--- Start Record extracts ---

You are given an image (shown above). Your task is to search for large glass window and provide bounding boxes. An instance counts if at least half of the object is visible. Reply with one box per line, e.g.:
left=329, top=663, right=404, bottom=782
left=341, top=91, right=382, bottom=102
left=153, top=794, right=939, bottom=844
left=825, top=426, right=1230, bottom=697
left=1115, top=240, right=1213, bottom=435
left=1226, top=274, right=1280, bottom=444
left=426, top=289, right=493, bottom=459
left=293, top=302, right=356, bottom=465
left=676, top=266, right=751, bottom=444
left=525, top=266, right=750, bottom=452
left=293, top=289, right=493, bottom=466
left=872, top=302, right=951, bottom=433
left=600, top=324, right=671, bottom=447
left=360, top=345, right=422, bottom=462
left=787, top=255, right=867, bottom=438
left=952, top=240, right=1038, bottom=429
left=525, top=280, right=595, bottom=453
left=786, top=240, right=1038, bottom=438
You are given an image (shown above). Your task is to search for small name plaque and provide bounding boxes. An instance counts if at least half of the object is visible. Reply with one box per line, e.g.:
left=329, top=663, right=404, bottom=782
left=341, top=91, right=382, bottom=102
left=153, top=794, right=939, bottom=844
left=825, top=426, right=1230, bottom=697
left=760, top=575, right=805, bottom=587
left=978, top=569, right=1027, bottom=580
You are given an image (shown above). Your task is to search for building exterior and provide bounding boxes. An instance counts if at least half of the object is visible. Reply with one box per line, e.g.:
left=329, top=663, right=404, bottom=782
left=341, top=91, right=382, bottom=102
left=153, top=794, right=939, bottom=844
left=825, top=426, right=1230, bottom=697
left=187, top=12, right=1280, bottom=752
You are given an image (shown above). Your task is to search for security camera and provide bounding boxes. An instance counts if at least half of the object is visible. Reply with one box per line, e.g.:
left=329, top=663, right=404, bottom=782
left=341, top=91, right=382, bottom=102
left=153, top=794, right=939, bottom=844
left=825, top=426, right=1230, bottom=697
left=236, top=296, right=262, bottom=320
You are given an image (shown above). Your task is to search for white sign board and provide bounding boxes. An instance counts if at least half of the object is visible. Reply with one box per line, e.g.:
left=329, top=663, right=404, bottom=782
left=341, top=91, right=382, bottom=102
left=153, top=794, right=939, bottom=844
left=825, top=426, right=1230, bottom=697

--- End Record extracts ---

### What is needed
Reproduce every line of the data above verbatim and in its original order.

### Answer to the task
You are given an image (shown above). Your task is to search for large glass window and provide bounding boxes. An instance counts if at least half of the object is visible. Reply with one box per line, e.g.:
left=329, top=663, right=404, bottom=782
left=341, top=91, right=382, bottom=102
left=153, top=794, right=939, bottom=844
left=825, top=426, right=1230, bottom=697
left=1115, top=240, right=1213, bottom=435
left=1226, top=274, right=1280, bottom=444
left=426, top=289, right=493, bottom=459
left=293, top=302, right=356, bottom=465
left=676, top=266, right=751, bottom=444
left=525, top=266, right=750, bottom=452
left=293, top=289, right=493, bottom=466
left=872, top=302, right=951, bottom=433
left=600, top=324, right=671, bottom=447
left=360, top=345, right=422, bottom=462
left=787, top=255, right=867, bottom=438
left=952, top=240, right=1038, bottom=429
left=525, top=280, right=595, bottom=453
left=786, top=240, right=1038, bottom=438
You are given an image (shown above). Your task is to search for small name plaque and provide bounding boxes. An instance counts if at least half of the object is visible. Reply with one box per line, e.g.:
left=329, top=663, right=404, bottom=782
left=341, top=91, right=382, bottom=102
left=153, top=794, right=939, bottom=844
left=825, top=426, right=1230, bottom=697
left=760, top=575, right=805, bottom=587
left=978, top=569, right=1027, bottom=580
You are given an image (shown above). Your task is to search for building exterior and provide bounding boxes. An instance counts if at least half of the object is visible. Reply with one box per line, e.g.:
left=329, top=663, right=404, bottom=782
left=341, top=91, right=382, bottom=102
left=153, top=794, right=939, bottom=844
left=825, top=426, right=1230, bottom=697
left=187, top=12, right=1280, bottom=752
You are given an image (shown above). Your task is to search for security camera and provide bounding boxes. An instance counts if at least half of the object is visible. Reply with one box per line, e.g.:
left=329, top=663, right=404, bottom=782
left=341, top=91, right=382, bottom=102
left=153, top=794, right=939, bottom=844
left=825, top=426, right=1230, bottom=697
left=236, top=296, right=262, bottom=320
You are given an image (shown above). Your task is to search for white sign board and provide bounding boxes. An instance counts if at least half of the object is visible. Reply with one box per line, e.g.:
left=329, top=663, right=404, bottom=782
left=341, top=91, right=382, bottom=102
left=153, top=794, right=939, bottom=844
left=825, top=426, right=1230, bottom=697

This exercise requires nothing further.